RECORD SET.
------------------------------

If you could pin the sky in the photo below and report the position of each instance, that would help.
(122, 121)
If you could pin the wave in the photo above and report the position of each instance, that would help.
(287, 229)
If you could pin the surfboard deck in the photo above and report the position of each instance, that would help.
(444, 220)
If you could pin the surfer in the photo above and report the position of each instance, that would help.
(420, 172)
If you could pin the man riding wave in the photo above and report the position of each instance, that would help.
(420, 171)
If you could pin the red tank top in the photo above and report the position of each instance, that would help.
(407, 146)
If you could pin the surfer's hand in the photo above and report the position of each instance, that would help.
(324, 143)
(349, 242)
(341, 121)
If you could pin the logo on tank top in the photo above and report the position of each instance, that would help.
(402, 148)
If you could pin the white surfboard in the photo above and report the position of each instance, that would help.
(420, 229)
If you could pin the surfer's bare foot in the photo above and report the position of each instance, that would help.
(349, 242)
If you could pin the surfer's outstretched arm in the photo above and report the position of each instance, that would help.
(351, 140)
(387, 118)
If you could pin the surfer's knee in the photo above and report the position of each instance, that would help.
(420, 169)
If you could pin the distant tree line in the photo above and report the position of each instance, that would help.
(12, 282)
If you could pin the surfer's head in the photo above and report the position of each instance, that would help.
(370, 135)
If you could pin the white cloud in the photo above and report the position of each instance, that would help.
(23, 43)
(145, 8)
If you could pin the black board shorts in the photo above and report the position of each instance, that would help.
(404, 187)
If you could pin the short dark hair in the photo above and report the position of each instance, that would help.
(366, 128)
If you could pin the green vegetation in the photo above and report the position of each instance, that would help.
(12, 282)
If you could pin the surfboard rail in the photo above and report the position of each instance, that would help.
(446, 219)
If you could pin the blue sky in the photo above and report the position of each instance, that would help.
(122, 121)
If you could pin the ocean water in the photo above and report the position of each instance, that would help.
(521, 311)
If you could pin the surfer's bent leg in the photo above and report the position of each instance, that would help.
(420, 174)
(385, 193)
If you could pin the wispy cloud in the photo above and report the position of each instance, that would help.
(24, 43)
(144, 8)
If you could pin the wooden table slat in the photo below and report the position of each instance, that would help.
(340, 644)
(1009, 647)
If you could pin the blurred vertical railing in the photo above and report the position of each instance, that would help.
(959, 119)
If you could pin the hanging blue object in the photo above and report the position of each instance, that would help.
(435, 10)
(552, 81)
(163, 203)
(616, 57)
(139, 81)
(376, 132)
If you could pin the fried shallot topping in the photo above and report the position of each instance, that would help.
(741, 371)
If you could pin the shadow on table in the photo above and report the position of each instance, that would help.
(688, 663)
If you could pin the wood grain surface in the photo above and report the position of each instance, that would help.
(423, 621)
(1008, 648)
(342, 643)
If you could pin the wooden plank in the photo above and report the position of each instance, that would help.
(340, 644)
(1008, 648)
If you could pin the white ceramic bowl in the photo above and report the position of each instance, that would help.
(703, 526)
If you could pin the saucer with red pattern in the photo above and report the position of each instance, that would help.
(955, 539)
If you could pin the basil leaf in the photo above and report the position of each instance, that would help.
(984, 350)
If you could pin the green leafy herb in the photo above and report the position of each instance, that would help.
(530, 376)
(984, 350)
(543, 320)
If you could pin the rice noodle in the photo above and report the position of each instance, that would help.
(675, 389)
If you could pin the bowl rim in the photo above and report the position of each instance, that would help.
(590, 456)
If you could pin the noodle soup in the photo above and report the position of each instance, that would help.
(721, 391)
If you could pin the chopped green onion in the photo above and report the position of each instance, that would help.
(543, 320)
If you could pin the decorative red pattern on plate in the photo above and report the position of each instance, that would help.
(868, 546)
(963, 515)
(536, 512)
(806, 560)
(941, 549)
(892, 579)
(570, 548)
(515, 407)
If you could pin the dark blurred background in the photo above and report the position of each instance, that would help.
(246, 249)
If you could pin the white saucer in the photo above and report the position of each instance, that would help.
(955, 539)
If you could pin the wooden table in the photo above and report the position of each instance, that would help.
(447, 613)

------------------------------

TASK OBJECTIVE.
Without altering a single character, write out every record above.

SOLVED PROBLEM.
If you could pin the sky in the photo below and report the position of each instance, that would help.
(122, 121)
If you could pin the wave in the photo above and report the position of each instance, that would help.
(287, 229)
If you could pin the surfboard deck in the photo above and report the position of each instance, that would help.
(444, 220)
If you could pin the surfer in the photo above and report the position of each instance, that would help.
(420, 172)
If you could pin the man riding wave in the photo above and report the position of each instance, that would help.
(420, 171)
If you could pin the red tank top in the photo above and report the position of each instance, that would help.
(407, 146)
If you could pin the surfer's hand in the photo above and report the position of each instance, that would help.
(324, 143)
(349, 242)
(341, 121)
If you could pin the logo on tank top in the photo above and report the position of each instance, that would help.
(402, 148)
If you could pin the white surfboard in the photo above and report the position of each instance, that would help.
(420, 229)
If you could pin the surfer's bare foot in the photo above and report the position of each instance, that would help.
(349, 242)
If you could pin the surfer's outstretched arm in the photo above and report the position of each instance, that would help.
(351, 140)
(387, 118)
If you could pin the surfer's knee in the photo above and report the position of each instance, that would help.
(420, 169)
If you could pin the distant tree line in the photo above and report the position of each instance, that would help.
(12, 282)
If you could pin the surfer's head in the photo above and report the position of each instance, that would help.
(370, 135)
If you could pin the white cloud in the photo above and report the position of each instance, that would help.
(23, 43)
(145, 8)
If you could pin the black board shorts in the photo above and report the position of each instance, that would help.
(404, 187)
If you could pin the short dark hair in the photo above and report the position of each instance, that would help.
(366, 128)
If you could pin the green vegetation in the photo above and report the position of each instance, that would help.
(12, 282)
If you could pin the surfboard rail in the photo above and report the position of each instance, that would help.
(446, 219)
If you could pin the blue sky in the photo above and report the position of each instance, that would help.
(122, 121)
If you could pin the ocean water in the photo above and report the position of each instance, that would help.
(521, 311)
If you could pin the surfer's bent leg in the photo above and report the position of each instance, that would help.
(420, 174)
(385, 193)
If you could pin the wispy cloud in the photo above and report the position of each instance, that would help.
(24, 43)
(144, 8)
If you could pin the wooden table slat in the photo below and report the position of each instance, that would help.
(340, 644)
(1009, 647)
If you could pin the blurred vertical railing in the photo above and report the position of each instance, that would help.
(959, 119)
If you could pin the hanging blue object in the photo above and report the position of each instance, that would help.
(435, 10)
(552, 81)
(163, 203)
(616, 57)
(139, 81)
(376, 132)
If you could pin the fried shallot topping in the photo above and report the position of each instance, that would help.
(741, 371)
If you could pin the shadow on table in the photo above and report the position of each instance, that would help.
(688, 663)
If you could pin the wood grain surface in the photo above and report the position of each instance, that would help.
(423, 621)
(1008, 648)
(342, 643)
If you could pin the wooden plank in the photo above and report the position of each instance, that would help.
(340, 644)
(1008, 648)
If you could pin the white ceramic bowl in the photo above and report the position of each instance, that would help.
(703, 526)
If you could pin the saucer with red pattern in the photo above and report the position of each instance, that would help.
(955, 539)
If you could pin the basil leaf in the photo above and report the position of each instance, that would help.
(984, 350)
If you could pin the green leafy herb in the photo above and report the position of each instance, that would help.
(530, 376)
(984, 350)
(543, 320)
If you could pin the rice noodle in the photo above and report the position of each instance, that would help.
(675, 389)
If you could pin the bowl rim in the photo above and report the position of each instance, that would help.
(590, 456)
If you could pin the noodle soup in the photo above and report the position of each instance, that would help.
(721, 391)
If you could pin the chopped green onion in the photo above and report the position of each instance, that would help.
(543, 320)
If you could pin the decorative red pattern on plate in the photo above and report the position of each instance, that would help.
(868, 546)
(963, 515)
(536, 512)
(806, 560)
(941, 549)
(892, 579)
(570, 548)
(515, 407)
If you could pin the dark blurred background in the photo above and report the position of each instance, that would help.
(246, 249)
If you could pin the white saucer in the photo above and report the position of each instance, that would help.
(955, 539)
If you could pin the wooden table in the photo above and report the position of each instance, that would help.
(447, 613)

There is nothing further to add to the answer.